What the exercise asks:
Rewrite the data between the lines holding "Where can you spot the white boat?" and "[[662, 230]]", inclusive, replacing "black sunglasses" with "dark eyeglasses" and keeping everything else the same. Leave the pictures out of the answer.

Data shown:
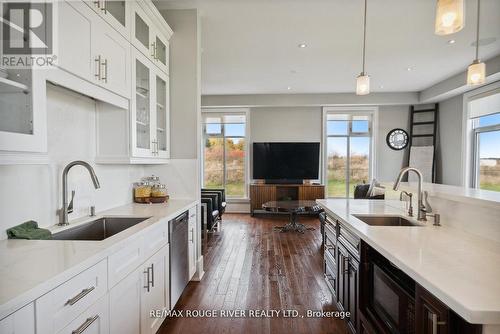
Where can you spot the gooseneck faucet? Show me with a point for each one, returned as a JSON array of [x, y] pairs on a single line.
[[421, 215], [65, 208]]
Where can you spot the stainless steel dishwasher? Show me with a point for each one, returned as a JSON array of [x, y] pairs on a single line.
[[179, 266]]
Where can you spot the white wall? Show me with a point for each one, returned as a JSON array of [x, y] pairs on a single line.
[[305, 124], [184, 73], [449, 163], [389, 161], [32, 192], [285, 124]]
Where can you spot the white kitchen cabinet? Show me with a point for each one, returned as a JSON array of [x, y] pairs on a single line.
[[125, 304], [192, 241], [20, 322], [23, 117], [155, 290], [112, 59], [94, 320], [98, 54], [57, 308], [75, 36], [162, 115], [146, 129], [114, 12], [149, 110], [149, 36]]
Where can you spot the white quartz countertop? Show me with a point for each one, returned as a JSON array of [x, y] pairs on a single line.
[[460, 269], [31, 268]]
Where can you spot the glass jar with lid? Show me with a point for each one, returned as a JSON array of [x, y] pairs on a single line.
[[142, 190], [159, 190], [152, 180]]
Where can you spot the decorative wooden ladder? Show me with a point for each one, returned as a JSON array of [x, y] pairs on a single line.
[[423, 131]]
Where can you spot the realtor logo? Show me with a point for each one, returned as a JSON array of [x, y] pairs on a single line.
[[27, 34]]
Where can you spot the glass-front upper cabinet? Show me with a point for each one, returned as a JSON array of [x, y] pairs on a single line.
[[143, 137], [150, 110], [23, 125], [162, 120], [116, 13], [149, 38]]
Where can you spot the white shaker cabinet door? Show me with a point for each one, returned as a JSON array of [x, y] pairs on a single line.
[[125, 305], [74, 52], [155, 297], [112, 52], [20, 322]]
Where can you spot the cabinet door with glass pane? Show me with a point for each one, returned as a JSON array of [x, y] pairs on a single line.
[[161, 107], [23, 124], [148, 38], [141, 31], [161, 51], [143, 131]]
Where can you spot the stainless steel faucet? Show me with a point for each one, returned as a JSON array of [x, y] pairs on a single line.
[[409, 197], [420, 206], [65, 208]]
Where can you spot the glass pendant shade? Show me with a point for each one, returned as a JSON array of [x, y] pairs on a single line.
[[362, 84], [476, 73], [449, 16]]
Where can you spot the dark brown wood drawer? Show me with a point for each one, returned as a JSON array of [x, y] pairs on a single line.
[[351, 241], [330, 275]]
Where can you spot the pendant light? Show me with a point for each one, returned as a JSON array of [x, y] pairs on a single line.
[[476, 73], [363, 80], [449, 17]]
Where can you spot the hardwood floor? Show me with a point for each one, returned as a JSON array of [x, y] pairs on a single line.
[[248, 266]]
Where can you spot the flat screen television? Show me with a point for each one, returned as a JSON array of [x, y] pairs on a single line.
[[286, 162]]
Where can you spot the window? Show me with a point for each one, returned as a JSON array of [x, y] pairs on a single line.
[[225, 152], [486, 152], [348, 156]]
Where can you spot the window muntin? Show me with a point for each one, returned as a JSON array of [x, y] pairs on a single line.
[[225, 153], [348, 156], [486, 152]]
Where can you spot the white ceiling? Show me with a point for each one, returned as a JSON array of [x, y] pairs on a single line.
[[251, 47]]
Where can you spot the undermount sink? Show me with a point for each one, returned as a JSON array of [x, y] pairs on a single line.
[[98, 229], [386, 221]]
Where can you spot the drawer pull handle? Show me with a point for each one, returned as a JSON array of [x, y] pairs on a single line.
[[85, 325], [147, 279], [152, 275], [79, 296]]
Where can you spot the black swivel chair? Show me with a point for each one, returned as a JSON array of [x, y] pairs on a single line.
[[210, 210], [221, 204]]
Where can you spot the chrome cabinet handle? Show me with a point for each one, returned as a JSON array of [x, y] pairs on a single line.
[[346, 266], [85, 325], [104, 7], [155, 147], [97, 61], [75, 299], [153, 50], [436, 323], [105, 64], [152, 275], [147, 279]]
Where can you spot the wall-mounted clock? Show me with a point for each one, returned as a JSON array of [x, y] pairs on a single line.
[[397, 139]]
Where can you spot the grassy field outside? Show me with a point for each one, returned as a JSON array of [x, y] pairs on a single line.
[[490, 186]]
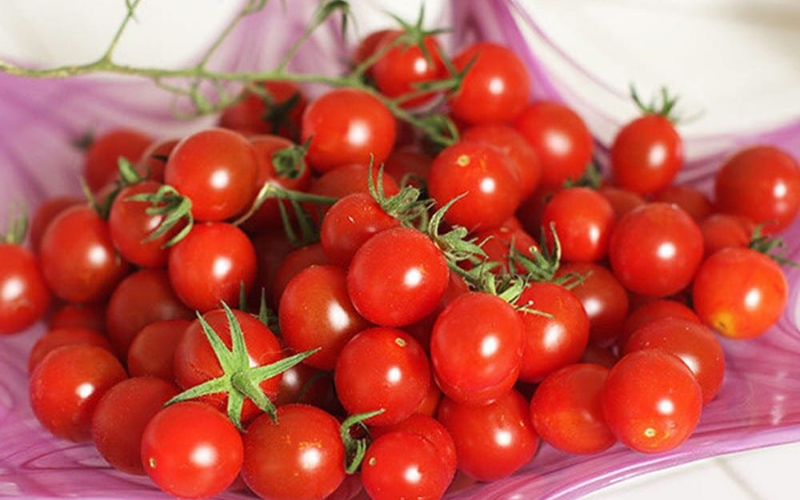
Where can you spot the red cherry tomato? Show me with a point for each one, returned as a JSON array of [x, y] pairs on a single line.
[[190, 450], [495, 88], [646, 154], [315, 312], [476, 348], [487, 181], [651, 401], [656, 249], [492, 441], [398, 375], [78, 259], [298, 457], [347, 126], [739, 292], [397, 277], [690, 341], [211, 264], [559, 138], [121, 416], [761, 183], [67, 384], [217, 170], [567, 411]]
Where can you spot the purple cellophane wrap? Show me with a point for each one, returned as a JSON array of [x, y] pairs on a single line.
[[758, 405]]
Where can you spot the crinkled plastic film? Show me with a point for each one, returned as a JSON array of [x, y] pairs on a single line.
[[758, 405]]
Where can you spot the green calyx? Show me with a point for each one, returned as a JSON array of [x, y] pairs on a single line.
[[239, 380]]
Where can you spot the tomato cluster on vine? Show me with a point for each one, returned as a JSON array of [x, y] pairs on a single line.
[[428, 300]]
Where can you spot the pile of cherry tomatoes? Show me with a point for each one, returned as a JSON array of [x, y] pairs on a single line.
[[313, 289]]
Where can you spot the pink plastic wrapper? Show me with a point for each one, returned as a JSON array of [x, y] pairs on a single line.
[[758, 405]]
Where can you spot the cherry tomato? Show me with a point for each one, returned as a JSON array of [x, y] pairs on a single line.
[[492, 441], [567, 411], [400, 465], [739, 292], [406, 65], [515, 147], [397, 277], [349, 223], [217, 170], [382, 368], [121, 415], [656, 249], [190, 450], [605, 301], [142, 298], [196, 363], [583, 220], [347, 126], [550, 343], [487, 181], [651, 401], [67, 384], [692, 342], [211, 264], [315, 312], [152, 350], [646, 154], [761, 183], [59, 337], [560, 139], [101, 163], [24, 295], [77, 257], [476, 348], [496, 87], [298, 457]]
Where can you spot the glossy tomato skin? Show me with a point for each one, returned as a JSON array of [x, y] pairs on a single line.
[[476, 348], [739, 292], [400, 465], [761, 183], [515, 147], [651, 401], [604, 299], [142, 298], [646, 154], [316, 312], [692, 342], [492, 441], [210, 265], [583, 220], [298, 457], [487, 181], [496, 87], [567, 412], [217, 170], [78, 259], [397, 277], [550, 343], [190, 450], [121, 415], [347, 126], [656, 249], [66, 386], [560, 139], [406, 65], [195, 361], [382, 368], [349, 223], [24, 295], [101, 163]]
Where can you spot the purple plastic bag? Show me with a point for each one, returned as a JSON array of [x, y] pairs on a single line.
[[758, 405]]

* * *

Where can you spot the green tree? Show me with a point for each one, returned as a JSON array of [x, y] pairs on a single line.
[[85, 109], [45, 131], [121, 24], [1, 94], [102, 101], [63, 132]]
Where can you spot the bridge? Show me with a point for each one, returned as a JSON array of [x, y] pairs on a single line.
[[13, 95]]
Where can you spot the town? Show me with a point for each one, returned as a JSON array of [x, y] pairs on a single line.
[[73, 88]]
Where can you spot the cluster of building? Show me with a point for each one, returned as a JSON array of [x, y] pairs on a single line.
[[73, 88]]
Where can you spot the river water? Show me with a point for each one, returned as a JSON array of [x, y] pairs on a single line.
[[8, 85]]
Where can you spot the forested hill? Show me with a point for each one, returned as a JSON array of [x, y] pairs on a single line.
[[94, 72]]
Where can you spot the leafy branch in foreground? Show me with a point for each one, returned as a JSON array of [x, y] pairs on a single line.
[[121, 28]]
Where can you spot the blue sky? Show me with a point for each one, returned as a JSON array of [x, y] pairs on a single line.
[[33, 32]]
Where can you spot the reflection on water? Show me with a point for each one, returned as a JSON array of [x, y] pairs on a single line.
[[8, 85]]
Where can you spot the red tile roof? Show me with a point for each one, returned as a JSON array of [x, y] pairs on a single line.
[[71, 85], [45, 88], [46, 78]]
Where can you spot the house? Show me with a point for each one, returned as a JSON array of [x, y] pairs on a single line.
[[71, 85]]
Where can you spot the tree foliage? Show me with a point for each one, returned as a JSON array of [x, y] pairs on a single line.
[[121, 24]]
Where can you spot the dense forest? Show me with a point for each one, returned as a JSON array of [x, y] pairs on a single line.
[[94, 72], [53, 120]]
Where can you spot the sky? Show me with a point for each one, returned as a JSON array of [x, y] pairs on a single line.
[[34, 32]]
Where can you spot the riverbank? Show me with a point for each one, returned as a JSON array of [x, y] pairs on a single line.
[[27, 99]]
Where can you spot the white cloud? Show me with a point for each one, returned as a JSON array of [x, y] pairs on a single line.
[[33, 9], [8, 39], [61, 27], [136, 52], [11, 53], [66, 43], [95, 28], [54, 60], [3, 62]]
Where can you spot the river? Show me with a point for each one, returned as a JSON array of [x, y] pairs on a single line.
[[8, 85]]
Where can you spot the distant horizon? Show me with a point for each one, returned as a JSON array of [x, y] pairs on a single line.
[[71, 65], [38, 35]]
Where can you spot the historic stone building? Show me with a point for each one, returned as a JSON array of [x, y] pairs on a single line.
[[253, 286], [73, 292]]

* * *

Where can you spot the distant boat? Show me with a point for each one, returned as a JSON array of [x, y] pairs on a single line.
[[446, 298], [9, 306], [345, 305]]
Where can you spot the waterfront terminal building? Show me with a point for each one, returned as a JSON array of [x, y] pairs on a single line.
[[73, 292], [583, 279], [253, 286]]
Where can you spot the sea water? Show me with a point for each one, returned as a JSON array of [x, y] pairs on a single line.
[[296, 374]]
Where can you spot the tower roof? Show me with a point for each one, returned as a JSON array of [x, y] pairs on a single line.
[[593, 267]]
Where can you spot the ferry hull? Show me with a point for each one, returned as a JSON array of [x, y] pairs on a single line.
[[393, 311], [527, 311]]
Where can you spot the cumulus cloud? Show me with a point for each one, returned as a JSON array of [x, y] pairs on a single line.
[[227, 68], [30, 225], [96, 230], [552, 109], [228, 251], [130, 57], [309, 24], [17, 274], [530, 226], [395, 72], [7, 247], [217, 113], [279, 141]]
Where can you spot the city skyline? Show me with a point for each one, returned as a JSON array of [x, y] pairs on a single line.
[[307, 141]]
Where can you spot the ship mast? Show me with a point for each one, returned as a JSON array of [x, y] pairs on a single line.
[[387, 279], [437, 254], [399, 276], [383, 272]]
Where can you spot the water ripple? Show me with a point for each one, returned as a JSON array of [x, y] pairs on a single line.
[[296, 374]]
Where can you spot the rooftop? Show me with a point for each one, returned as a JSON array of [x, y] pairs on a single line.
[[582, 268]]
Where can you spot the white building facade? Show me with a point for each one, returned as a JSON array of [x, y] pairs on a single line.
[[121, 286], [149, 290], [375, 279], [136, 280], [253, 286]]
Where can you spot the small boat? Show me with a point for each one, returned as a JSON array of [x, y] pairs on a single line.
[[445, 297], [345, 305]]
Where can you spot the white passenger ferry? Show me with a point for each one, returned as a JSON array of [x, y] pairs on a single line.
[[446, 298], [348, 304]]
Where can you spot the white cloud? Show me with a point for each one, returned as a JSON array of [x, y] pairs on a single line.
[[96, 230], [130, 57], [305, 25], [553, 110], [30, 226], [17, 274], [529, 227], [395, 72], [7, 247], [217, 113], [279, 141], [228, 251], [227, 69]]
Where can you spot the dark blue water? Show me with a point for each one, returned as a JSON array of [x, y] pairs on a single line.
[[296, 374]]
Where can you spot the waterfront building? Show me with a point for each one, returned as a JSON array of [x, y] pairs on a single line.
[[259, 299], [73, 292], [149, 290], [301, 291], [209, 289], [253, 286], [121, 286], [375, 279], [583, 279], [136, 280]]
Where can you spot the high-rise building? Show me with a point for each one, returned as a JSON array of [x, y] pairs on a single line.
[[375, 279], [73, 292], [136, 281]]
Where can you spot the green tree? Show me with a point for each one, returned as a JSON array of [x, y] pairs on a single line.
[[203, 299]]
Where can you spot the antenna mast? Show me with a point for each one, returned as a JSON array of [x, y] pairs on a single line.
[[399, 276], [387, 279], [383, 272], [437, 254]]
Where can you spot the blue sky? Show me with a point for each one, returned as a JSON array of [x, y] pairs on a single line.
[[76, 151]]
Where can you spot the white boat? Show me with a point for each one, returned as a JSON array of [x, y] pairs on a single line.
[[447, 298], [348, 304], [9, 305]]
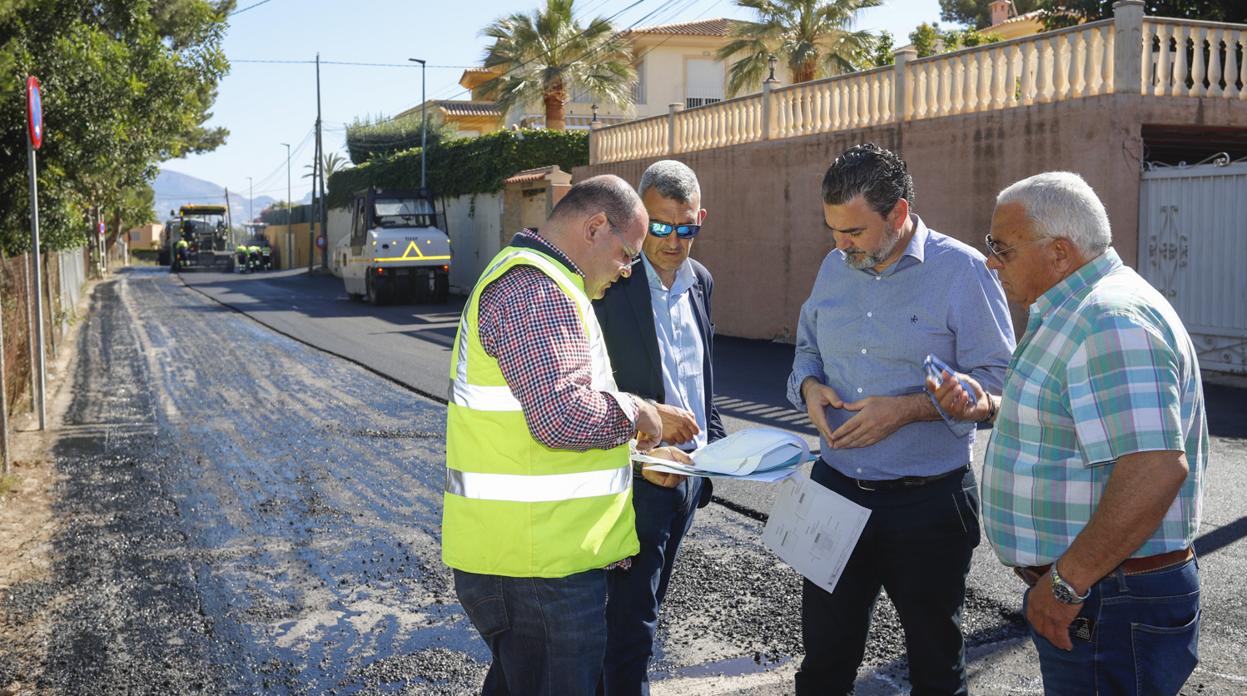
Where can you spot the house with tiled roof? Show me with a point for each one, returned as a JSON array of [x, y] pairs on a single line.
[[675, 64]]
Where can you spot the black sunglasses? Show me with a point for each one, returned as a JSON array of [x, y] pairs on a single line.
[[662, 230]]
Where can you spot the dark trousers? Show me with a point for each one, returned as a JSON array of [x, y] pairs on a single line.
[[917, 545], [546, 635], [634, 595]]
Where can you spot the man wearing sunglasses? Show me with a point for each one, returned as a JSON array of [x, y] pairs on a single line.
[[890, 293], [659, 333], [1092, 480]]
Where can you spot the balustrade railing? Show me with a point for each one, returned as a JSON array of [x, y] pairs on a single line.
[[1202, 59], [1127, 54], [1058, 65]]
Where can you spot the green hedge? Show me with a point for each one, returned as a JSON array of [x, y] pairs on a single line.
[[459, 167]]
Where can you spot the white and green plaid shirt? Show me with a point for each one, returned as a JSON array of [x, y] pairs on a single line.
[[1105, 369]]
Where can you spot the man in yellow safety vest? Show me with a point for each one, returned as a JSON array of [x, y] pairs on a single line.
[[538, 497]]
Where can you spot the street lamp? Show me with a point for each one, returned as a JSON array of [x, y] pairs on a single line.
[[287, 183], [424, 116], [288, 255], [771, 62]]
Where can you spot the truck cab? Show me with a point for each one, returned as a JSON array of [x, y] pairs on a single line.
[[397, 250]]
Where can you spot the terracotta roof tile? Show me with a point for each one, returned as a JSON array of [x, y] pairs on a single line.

Output of the task:
Where can you spot the white boat? Show me with a point for each one, returned as a JSON array of [x, y] pairs on a single line.
[[447, 298], [348, 304], [9, 305]]
Where can you spot the house with tiled roof? Show me with a point for each one, returned as a JSON array of [x, y] pairs on a single line.
[[675, 64]]
Where can you spot the dark eyeglasses? Show me with a point for each one, returned as a JSON array of [x, y] pairs on a single line.
[[662, 230]]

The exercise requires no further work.